HOW TO COMPLETE THIS TASK >>
Repeat nothing but the lines below running from the one containing "pin the wooden carved" to the one containing "x=332, y=493". Keep both end lines.

★ ★ ★ ★ ★ ★ ★

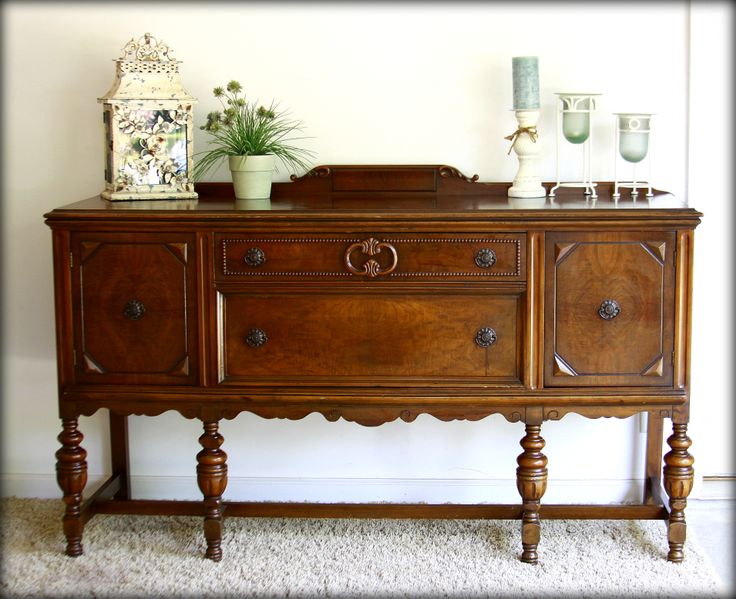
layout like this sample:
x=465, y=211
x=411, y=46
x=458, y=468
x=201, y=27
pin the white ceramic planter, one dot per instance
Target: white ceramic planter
x=252, y=176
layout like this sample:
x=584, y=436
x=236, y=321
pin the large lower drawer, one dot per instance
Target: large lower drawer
x=391, y=336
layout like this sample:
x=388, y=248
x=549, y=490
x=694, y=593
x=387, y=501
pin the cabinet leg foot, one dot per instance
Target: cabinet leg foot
x=678, y=476
x=531, y=481
x=212, y=480
x=71, y=475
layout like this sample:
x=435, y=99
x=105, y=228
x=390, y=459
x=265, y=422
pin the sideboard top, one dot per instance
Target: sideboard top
x=395, y=192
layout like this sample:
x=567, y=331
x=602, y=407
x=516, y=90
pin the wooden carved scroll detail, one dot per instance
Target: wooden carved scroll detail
x=319, y=171
x=450, y=171
x=371, y=268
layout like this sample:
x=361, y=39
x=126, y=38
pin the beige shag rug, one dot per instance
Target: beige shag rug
x=162, y=556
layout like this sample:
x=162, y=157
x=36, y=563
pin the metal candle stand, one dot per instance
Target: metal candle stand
x=632, y=132
x=573, y=123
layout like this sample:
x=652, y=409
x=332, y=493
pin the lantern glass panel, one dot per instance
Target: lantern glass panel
x=153, y=146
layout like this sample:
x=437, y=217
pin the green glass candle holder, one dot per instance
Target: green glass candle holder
x=574, y=127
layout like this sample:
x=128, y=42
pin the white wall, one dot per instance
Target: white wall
x=375, y=83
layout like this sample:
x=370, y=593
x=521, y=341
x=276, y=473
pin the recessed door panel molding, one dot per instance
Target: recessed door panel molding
x=135, y=320
x=610, y=302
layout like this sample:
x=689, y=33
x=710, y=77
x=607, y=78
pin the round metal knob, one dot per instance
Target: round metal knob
x=485, y=337
x=134, y=310
x=256, y=337
x=255, y=257
x=485, y=258
x=609, y=309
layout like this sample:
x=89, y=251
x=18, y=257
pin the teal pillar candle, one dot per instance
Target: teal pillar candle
x=525, y=71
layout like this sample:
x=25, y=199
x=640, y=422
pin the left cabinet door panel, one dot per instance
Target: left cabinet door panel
x=134, y=308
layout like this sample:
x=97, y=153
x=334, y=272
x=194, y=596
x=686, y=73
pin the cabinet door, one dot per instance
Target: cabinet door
x=609, y=309
x=134, y=308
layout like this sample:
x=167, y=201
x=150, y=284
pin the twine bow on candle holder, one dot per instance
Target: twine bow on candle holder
x=530, y=131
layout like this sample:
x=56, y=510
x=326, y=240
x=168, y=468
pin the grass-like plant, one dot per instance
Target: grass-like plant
x=244, y=128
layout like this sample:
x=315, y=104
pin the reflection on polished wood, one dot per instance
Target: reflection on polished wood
x=375, y=293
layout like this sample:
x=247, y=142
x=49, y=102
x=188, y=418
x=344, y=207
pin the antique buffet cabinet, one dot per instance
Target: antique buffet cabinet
x=372, y=293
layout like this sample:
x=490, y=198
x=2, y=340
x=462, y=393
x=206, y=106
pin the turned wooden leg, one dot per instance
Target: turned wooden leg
x=212, y=480
x=531, y=481
x=678, y=482
x=71, y=474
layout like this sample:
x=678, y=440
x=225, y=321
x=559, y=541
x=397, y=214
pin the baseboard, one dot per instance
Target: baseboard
x=718, y=487
x=347, y=490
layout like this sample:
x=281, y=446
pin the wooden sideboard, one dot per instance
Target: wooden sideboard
x=372, y=293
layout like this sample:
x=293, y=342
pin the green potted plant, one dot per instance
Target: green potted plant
x=252, y=138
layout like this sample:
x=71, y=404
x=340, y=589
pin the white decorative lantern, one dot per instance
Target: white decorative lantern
x=148, y=126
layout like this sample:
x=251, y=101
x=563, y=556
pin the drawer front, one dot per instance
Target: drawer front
x=610, y=309
x=365, y=257
x=392, y=336
x=134, y=309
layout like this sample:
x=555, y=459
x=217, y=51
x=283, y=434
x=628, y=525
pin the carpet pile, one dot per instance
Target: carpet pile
x=162, y=556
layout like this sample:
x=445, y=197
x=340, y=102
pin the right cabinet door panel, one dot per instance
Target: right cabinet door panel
x=609, y=309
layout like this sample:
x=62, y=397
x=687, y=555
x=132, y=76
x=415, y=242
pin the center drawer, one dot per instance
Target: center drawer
x=390, y=336
x=365, y=257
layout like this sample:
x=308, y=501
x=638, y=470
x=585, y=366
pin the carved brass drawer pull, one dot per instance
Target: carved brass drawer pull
x=485, y=337
x=134, y=310
x=256, y=337
x=609, y=309
x=485, y=258
x=255, y=257
x=371, y=267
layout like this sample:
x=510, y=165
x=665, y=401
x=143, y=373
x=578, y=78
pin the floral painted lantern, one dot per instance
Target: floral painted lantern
x=148, y=126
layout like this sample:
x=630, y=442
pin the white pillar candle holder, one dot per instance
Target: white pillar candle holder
x=573, y=125
x=527, y=183
x=631, y=133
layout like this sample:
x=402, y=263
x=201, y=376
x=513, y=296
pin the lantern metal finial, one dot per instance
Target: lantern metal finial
x=146, y=48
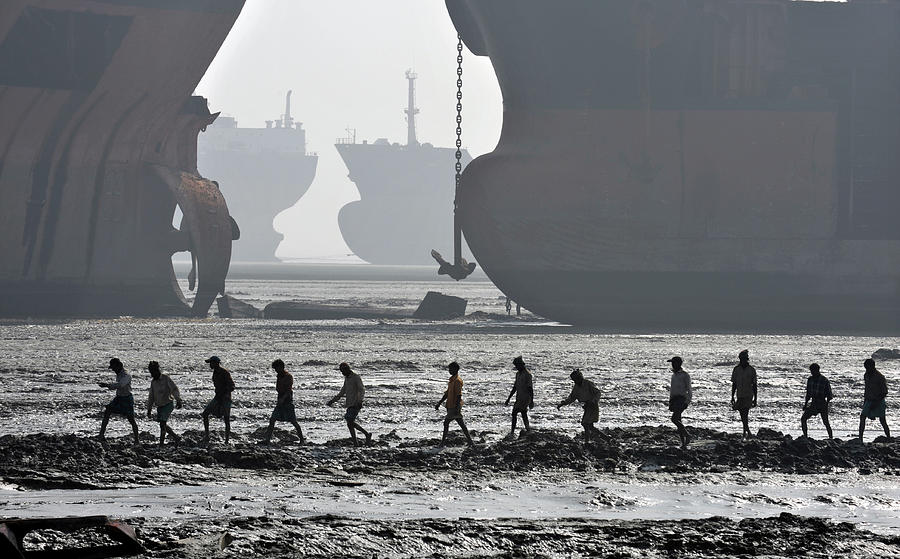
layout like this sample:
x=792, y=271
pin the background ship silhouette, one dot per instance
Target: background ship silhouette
x=406, y=191
x=261, y=172
x=691, y=163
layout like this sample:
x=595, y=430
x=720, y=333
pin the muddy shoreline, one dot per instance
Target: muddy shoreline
x=76, y=462
x=786, y=535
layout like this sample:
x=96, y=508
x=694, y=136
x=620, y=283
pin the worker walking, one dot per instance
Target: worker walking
x=523, y=390
x=587, y=393
x=354, y=391
x=123, y=403
x=165, y=397
x=284, y=406
x=453, y=397
x=818, y=397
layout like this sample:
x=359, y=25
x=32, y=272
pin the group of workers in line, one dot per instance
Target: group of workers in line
x=165, y=397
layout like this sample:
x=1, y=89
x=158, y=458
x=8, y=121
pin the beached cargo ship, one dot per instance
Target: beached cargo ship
x=691, y=163
x=261, y=172
x=406, y=195
x=98, y=143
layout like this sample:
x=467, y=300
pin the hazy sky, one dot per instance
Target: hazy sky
x=345, y=61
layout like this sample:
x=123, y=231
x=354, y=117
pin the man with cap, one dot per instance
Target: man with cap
x=284, y=406
x=874, y=398
x=588, y=394
x=165, y=396
x=354, y=391
x=123, y=403
x=220, y=405
x=453, y=397
x=743, y=390
x=818, y=396
x=523, y=389
x=680, y=393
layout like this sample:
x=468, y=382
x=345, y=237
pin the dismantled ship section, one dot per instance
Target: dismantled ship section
x=691, y=163
x=98, y=144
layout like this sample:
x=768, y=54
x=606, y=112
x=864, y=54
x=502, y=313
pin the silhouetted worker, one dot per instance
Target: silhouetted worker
x=818, y=396
x=220, y=405
x=874, y=403
x=680, y=394
x=354, y=391
x=284, y=406
x=123, y=403
x=457, y=272
x=523, y=389
x=453, y=397
x=165, y=397
x=588, y=394
x=743, y=390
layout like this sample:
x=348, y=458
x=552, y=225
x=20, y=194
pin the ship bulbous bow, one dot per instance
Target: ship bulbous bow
x=98, y=146
x=690, y=164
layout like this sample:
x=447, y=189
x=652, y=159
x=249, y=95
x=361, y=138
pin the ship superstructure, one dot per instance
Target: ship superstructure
x=406, y=191
x=691, y=164
x=261, y=171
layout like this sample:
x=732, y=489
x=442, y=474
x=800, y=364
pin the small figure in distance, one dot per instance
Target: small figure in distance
x=453, y=397
x=874, y=404
x=165, y=396
x=220, y=405
x=523, y=389
x=680, y=393
x=354, y=390
x=123, y=403
x=284, y=406
x=818, y=396
x=588, y=394
x=456, y=271
x=743, y=390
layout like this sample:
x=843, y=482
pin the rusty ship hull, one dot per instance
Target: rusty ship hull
x=691, y=164
x=98, y=144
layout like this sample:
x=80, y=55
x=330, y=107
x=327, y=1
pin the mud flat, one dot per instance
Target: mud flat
x=75, y=462
x=786, y=535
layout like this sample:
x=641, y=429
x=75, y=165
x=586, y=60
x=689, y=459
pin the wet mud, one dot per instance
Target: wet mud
x=786, y=535
x=76, y=462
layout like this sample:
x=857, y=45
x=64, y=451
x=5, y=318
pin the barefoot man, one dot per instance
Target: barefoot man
x=523, y=389
x=164, y=395
x=284, y=407
x=588, y=394
x=874, y=398
x=123, y=403
x=818, y=396
x=220, y=405
x=354, y=390
x=453, y=397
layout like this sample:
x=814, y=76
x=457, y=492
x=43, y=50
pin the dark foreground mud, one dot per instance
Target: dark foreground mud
x=69, y=461
x=327, y=536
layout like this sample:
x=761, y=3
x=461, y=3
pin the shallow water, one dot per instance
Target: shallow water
x=49, y=372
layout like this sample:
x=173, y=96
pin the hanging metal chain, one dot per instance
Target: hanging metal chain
x=457, y=236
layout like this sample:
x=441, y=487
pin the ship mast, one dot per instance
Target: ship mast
x=411, y=110
x=288, y=119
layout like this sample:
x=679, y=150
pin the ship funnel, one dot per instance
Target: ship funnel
x=288, y=119
x=411, y=110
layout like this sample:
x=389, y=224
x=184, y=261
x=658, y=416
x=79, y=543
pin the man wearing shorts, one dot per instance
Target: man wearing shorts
x=165, y=397
x=680, y=393
x=453, y=397
x=354, y=391
x=743, y=390
x=523, y=390
x=588, y=394
x=284, y=406
x=818, y=397
x=123, y=403
x=874, y=399
x=220, y=405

★ ★ ★ ★ ★ ★ ★

RESULT OF THIS EXERCISE >>
pin the wooden carved scroll detail, one dot per instance
Target: wooden carved scroll detail
x=319, y=171
x=450, y=171
x=371, y=268
layout like this sample:
x=361, y=39
x=126, y=38
pin the beige shag rug, one dot per instance
Target: beige shag rug
x=162, y=556
layout like this sample:
x=162, y=157
x=36, y=563
pin the metal candle stand, one dot per instance
Target: metal candle stand
x=632, y=132
x=573, y=123
layout like this sample:
x=652, y=409
x=332, y=493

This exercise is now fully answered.